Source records
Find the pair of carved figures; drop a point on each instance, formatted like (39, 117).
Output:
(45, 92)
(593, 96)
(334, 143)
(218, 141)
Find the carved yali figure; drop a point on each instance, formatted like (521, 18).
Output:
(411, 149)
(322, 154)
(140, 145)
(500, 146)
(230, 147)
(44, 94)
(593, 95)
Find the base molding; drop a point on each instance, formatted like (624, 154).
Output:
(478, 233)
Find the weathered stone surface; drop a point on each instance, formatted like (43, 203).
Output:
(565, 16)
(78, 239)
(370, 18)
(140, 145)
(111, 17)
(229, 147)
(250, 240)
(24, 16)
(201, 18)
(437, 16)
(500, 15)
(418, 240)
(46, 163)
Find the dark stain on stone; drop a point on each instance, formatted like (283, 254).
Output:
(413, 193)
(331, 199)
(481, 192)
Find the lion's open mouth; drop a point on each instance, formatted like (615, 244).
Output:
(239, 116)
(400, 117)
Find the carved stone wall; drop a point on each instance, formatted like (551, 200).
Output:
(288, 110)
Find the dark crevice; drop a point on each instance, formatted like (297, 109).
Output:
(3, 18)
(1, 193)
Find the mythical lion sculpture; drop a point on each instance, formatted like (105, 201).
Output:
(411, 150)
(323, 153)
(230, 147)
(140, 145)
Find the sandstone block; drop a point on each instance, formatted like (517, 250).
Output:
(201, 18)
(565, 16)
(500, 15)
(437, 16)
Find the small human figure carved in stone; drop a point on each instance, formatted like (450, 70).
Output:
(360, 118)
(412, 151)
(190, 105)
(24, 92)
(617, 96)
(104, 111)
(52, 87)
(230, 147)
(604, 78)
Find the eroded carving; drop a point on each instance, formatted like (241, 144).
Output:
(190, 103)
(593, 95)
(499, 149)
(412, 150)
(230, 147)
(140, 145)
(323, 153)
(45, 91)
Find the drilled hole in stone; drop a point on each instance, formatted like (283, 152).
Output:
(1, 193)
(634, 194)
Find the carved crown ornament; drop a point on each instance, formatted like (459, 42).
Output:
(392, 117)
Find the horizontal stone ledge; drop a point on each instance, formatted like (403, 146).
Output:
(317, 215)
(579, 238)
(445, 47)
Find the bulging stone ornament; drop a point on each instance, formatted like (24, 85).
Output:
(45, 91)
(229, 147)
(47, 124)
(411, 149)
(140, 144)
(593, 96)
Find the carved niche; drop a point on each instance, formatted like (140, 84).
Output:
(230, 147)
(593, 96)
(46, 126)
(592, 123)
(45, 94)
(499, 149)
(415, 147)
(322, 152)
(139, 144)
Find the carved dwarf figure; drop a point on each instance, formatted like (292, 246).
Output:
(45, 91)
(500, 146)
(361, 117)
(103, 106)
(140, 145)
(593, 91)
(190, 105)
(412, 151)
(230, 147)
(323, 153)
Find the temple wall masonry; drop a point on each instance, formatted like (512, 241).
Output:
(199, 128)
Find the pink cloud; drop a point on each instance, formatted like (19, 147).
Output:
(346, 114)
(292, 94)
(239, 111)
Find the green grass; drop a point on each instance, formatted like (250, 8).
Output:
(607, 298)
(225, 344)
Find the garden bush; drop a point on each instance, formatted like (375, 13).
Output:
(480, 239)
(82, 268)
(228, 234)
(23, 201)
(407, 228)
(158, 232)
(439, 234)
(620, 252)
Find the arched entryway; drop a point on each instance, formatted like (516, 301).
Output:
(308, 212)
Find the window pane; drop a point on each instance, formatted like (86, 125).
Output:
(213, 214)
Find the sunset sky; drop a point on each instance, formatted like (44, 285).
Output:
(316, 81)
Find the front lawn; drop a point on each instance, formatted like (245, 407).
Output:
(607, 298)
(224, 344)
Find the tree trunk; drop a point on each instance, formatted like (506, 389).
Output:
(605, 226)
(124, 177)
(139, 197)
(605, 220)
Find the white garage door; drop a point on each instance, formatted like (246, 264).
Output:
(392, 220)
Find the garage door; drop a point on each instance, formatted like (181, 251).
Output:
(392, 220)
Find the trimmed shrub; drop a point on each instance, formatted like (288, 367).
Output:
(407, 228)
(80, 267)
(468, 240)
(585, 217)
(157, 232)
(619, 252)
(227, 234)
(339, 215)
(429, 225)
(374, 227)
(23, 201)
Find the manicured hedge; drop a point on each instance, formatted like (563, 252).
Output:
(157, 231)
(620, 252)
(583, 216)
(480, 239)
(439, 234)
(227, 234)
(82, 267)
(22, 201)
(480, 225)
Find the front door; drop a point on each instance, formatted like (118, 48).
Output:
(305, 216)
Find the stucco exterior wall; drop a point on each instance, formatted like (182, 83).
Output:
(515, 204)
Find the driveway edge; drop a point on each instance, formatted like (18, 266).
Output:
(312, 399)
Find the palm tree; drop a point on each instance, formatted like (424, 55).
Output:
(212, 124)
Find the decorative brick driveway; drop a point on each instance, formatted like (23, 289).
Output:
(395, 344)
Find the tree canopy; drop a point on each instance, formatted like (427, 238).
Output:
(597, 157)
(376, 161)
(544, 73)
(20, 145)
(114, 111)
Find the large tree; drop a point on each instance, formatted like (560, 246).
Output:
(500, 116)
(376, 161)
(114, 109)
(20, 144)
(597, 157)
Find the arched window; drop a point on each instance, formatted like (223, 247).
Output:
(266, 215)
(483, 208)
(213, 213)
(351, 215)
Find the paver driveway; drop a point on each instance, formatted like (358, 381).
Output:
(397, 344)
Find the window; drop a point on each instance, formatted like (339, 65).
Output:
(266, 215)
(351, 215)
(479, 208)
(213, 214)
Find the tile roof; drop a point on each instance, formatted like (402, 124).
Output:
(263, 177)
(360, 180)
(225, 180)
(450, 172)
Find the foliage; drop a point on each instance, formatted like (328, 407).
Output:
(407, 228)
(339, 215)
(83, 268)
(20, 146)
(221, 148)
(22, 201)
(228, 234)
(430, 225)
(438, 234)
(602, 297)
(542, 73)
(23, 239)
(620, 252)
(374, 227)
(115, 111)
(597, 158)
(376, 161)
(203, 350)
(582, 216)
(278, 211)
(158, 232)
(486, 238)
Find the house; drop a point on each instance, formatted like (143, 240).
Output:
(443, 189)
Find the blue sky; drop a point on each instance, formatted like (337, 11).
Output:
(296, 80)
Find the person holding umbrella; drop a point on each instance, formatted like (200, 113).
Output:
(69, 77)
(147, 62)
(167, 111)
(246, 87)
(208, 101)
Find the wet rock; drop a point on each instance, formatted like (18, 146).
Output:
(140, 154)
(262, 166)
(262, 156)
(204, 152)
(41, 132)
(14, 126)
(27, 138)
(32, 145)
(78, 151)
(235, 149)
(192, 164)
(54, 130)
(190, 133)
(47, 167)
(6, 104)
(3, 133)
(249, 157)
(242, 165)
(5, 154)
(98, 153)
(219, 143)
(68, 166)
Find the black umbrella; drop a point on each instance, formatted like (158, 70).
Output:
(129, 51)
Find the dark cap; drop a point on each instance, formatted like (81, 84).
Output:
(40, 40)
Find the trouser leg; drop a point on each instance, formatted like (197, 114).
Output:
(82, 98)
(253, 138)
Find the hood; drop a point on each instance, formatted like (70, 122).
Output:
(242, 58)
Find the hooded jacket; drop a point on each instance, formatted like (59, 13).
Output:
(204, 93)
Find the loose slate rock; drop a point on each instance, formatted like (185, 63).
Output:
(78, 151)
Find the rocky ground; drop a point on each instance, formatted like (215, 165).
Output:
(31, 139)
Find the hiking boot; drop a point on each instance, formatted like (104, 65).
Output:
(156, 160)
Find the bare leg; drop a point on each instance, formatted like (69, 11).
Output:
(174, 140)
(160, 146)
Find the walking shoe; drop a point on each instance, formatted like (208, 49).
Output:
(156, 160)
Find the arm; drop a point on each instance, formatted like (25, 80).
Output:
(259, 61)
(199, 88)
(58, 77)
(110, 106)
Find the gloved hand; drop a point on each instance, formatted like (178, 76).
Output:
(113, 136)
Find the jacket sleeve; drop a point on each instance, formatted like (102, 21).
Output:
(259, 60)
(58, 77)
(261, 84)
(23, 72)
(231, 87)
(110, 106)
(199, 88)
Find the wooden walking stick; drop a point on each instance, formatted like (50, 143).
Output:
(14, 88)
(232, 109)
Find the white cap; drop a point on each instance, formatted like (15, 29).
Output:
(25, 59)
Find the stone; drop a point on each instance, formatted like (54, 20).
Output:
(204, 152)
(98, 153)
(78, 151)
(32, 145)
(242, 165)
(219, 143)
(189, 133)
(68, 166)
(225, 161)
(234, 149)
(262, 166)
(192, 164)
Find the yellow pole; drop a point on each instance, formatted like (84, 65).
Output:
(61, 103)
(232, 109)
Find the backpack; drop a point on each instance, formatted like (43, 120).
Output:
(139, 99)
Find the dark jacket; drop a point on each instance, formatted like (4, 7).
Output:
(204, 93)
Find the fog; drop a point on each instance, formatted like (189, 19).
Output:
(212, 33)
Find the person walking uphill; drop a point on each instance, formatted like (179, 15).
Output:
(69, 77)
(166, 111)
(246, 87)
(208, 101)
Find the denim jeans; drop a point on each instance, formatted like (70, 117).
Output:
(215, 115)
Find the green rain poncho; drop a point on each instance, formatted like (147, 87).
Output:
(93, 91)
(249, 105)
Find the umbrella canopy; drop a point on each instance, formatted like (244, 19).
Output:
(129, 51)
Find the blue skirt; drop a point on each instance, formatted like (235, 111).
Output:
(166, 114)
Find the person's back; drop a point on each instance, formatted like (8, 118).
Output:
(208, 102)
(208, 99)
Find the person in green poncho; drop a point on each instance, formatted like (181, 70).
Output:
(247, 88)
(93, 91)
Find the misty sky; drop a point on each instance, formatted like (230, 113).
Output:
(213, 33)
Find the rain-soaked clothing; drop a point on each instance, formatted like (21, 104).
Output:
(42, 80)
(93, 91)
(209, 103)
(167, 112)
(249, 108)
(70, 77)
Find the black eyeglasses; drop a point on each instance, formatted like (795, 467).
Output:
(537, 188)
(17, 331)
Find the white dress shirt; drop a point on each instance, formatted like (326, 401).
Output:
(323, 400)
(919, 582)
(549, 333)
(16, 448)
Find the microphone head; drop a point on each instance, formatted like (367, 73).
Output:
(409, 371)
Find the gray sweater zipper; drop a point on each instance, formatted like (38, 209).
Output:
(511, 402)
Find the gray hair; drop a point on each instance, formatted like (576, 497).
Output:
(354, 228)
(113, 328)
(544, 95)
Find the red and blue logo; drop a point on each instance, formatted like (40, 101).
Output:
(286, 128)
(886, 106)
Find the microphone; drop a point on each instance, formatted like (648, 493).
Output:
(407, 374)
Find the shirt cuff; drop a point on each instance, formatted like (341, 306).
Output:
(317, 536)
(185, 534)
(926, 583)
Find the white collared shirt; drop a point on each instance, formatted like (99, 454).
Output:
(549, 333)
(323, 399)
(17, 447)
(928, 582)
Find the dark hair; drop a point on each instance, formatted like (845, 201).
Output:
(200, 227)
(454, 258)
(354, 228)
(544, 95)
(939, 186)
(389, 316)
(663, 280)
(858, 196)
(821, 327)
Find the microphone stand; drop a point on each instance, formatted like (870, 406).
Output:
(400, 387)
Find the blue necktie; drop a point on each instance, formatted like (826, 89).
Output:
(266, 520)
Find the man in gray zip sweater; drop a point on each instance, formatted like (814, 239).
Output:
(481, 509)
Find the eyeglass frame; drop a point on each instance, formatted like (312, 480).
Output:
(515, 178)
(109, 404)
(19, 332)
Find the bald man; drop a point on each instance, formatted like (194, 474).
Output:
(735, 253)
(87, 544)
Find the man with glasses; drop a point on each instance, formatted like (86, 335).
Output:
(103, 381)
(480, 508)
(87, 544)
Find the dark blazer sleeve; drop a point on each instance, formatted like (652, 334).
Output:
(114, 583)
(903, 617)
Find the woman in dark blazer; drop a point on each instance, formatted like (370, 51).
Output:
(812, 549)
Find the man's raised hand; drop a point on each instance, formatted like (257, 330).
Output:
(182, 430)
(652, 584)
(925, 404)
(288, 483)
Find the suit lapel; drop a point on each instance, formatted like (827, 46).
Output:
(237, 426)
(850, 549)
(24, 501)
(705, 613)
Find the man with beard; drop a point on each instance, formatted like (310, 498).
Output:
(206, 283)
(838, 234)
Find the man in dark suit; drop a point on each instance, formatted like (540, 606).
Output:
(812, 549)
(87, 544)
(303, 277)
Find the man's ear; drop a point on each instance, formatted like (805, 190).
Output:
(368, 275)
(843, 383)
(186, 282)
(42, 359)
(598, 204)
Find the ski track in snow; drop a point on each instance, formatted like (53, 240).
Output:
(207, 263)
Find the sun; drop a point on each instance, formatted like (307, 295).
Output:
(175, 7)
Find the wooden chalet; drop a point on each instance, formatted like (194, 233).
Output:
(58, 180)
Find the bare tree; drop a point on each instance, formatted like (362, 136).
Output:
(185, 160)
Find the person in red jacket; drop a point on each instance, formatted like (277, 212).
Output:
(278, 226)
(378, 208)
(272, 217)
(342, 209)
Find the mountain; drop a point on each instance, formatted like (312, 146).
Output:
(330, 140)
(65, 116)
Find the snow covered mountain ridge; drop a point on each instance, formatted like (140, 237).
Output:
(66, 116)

PROBLEM ▸
Only the lines from the one bearing "Find the man in dark" through the end of the entries above belong in the answer, each one exactly as given.

EXERCISE OUTPUT ▸
Find the man in dark suit; drop a point on each instance, formatted like (540, 606).
Output:
(812, 549)
(87, 544)
(303, 277)
Find the man's ear; drop a point on each instance, formatted like (805, 190).
Output:
(368, 275)
(843, 383)
(186, 282)
(42, 359)
(598, 204)
Find the ski track in snow; drop a point on each instance, formatted like (53, 240).
Output:
(207, 263)
Find the sun; drop a point on each instance, formatted like (307, 295).
Output:
(175, 7)
Find the wooden chalet; drop a point on each instance, formatted like (194, 233).
Output:
(58, 180)
Find the bare tree; drop a point on each instance, formatted like (362, 136).
Output:
(185, 160)
Find the person in red jacket; drop a point on each instance, formatted like (277, 212).
Output:
(278, 226)
(378, 208)
(272, 217)
(342, 209)
Find the mountain; drop a point on each instance, formatted like (312, 146).
Output:
(330, 140)
(65, 116)
Find the snow covered mountain ridge; drop a point on each instance, formatted like (140, 237).
Output:
(66, 116)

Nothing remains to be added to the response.